Reto 1:
Repite el pasaje del relato del entrenador que va de "Llegado un momento, todos" a "del día siguiente.", ambos incluidos.
Reto 2:
En el relato del entrenador, ¿con qué fin les contaba a los periodistas cómo saldría a jugar su equipo? Explícalo en una a tres frases.
Reto 3:
Sigue escribiendo el relato del entrenador a partir de donde se queda.

Fragmento facilitado:
<<<<

Era yo entrenador de un equipo,
cuando los años setenta estaban principiando, cuya directiva
no ponía ningún tipo de pega a que cuatro o cinco
periodistas viajaran con la expedición futbolística. Los
encargados de hacer las crónicas pertenecían tanto a
periódicos de gran tirada en la ciudad como a emisoras de
radio destacadas. Y todos ellos se alojaban en el mismo
hotel que nosotros.
Llegado un momento, todos los redactores deportivos,
curtidos en mil batallas, hacían un aparte conmigo y, de
manera distendida, conversábamos de fútbol para acabar
hablando de cuanto concernía al partido del día siguiente.
Detalles del adversario, defectos y virtudes de nuestro
equipo y hasta un esbozo de cómo saldríamos a jugar bien en
Valladolid, Orense, Sabadell, Castellón... De tal manera que
en sus crónicas, tras el partido, pudieran contarles a sus
lectores u oyentes, si mi planteamiento había sido acertado
o no.

>>>>

Material recopilado:
<<<<

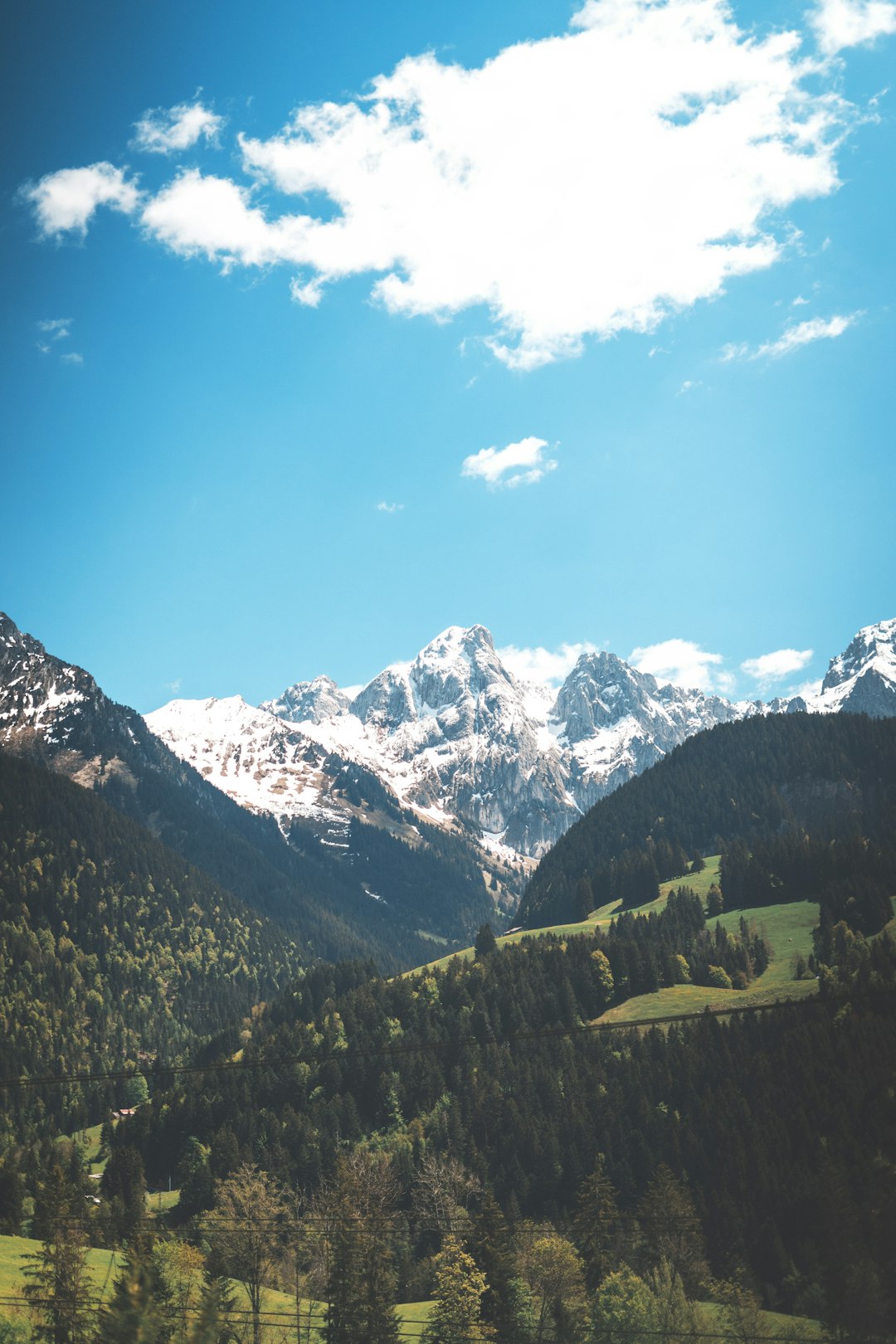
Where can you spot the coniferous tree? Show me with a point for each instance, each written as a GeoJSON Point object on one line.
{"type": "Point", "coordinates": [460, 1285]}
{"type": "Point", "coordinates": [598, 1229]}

>>>>

Respuesta esperada 1:
Llegado un momento, todos los redactores deportivos,
curtidos en mil batallas, hacían un aparte conmigo y, de
manera distendida, conversábamos de fútbol para acabar
hablando de cuanto concernía al partido del día siguiente.

Respuesta esperada 2:
Se lo contaba para que, después del partido, pudieran decirles en sus crónicas a sus lectores u oyentes si su planteamiento había sido acertado o no.

Respuesta esperada 3:
Debo decir que mi forma de actuar si bien no era seguida por
la mayoría de técnicos de la época tampoco la idea me
pertenecía. Puesto que hacía ya un montón de años que los
entrenadores del Reino Unido la habían practicado. No
obstante, aquella manera de comportarme con los periodistas,
no me evitaba el recibir los varapalos correspondientes en
una ciudad tan grande y donde su equipo era motivo de
orgullo. Mas siempre soporté con estoicismo, como tenía que
ser, las criticas malévolas de unos y las peores: las que
procedían de quienes desconocían un deporte del cual todo el
mundo cree saber.
Varios años más tarde, recalé en Ceuta para entrenar a un
equipo con una afición muy exigente que llenaba el campo y
donde había personas escribiendo y hablando en los medios,
sin los conocimientos futbolísticos necesarios. Conviene
recordar que entonces se carecía de todo. No había
instalaciones anexas para entrenar ni gimnasios ni nada por
el estilo. En rigor: había más historia que medios y más
presunciones que realidades.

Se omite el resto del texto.